It was only after the blue-skinned woman that he began to understand these were not fragments. They were a sequence. A curriculum.

The triangle had been terror, the brute fact of the unknown imposed on him from above. The eyes had been intimacy, the gaze of an intelligence that not only observed him but knew him. The child-figure had been initiation, demanding that he face a presence in his own space and accept its ability to dismantle his fear. The orbs were dialogue, their movements responding to his thoughts, showing him that communication could take forms other than language. And the woman was instruction, embodying divinity in human shape to teach him that matter itself is vibration, that the universe is art, that he is cared for.

Taken together, they formed a story larger than survival. What had begun as a collapse – a man bankrupted, alone, stripped of his past – became the site of revelation. Each visitation arrived when his losses were deepest, and each one suggested that the emptiness he thought was his undoing was in fact a clearing, a space in which new meaning could enter.

Object position labeling entries
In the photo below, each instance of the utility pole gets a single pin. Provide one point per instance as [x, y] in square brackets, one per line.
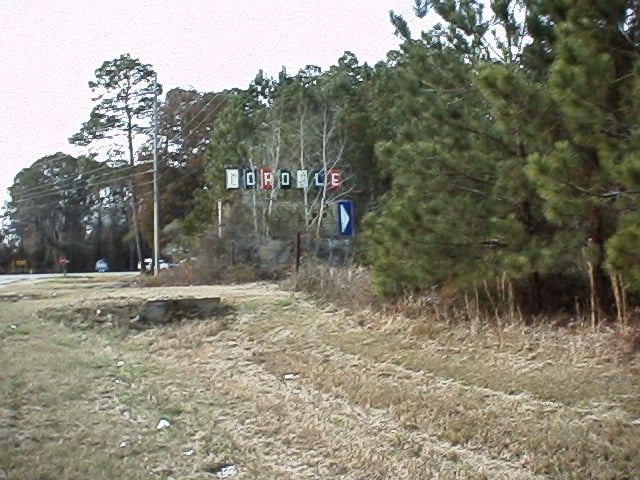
[156, 187]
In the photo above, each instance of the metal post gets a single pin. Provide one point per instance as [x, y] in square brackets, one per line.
[298, 252]
[219, 218]
[156, 188]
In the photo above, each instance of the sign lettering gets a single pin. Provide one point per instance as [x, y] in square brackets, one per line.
[233, 178]
[266, 178]
[250, 180]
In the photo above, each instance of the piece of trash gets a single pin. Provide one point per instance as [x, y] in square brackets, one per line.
[162, 424]
[227, 471]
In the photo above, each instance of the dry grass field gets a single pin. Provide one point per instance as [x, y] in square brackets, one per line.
[281, 388]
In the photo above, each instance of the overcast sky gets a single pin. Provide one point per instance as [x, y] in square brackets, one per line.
[50, 49]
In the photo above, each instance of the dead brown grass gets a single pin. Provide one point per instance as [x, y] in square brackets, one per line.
[289, 389]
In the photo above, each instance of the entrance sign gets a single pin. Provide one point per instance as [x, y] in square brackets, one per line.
[233, 178]
[266, 178]
[345, 217]
[284, 179]
[250, 180]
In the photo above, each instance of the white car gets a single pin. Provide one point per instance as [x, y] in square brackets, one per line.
[148, 264]
[102, 266]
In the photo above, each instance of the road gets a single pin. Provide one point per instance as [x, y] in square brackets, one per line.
[13, 278]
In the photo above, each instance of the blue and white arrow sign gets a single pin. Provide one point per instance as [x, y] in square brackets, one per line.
[345, 217]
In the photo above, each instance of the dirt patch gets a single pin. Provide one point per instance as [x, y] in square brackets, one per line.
[287, 389]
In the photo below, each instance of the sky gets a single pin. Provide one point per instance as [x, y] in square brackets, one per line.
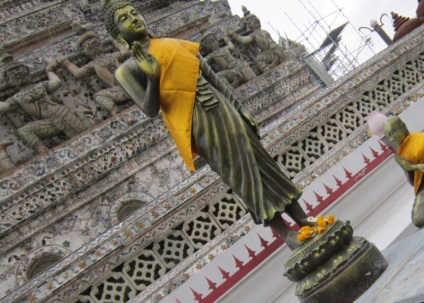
[296, 19]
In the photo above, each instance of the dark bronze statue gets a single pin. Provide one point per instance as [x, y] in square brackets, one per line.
[409, 150]
[204, 118]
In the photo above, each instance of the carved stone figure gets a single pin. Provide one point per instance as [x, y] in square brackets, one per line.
[204, 118]
[232, 70]
[405, 25]
[5, 162]
[266, 52]
[410, 156]
[52, 118]
[103, 65]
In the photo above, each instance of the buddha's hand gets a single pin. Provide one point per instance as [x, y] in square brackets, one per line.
[407, 165]
[145, 61]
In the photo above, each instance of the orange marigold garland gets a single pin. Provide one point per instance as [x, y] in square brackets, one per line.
[321, 226]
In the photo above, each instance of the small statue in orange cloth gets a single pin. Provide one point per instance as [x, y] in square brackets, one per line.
[410, 156]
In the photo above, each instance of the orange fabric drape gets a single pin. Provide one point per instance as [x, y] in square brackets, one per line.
[412, 149]
[179, 72]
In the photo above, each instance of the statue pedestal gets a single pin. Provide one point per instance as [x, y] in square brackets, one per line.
[334, 267]
[402, 281]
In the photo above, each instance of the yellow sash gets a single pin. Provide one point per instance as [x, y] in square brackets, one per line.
[179, 71]
[412, 149]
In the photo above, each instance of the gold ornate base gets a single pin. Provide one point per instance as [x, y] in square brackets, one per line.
[348, 271]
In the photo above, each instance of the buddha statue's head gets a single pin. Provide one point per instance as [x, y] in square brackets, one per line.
[15, 73]
[252, 22]
[124, 23]
[395, 130]
[90, 44]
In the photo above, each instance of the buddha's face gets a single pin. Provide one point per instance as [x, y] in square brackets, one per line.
[395, 130]
[130, 23]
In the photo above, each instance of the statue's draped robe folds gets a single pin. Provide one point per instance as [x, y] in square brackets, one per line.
[216, 131]
[412, 149]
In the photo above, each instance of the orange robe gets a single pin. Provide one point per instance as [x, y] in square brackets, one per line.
[179, 72]
[412, 149]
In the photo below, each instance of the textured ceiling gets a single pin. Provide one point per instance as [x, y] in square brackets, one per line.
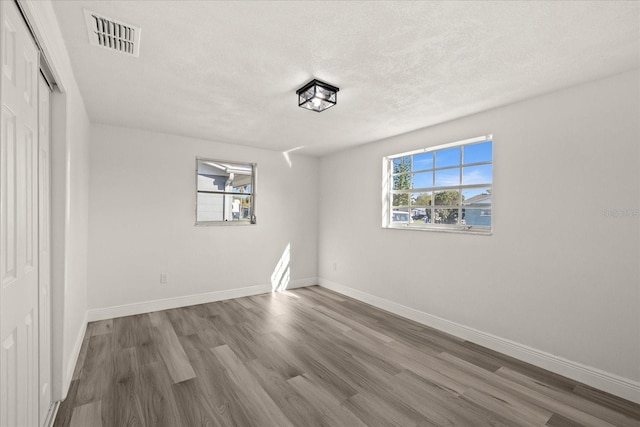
[228, 71]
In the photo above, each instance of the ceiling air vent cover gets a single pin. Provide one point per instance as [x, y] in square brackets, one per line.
[112, 34]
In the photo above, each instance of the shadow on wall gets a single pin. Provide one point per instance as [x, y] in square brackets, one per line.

> _Job 1_: In the passage about the sequence of visitations, what did the orbs represent?
> _Job 2_: Go on with the passage about the sequence of visitations, picking up after its final sentence.

> _Final answer 1_: Dialogue, with their movements responding to his thoughts.

> _Final answer 2_:
Mario’s grief did not vanish. His disappointments remained real. But the encounters threaded his sorrow into a larger fabric, in which ruin could coexist with wonder, and in which personal devastation could sit beside cosmic attention. It left him with a sense not of answers, but of trajectory – that he was being guided, step by step, toward a truth both intimate and immense.

And so he began to live differently, not as a man undone by chance, but as a man being remade by contact with something that insisted his life had purpose beyond what he could measure.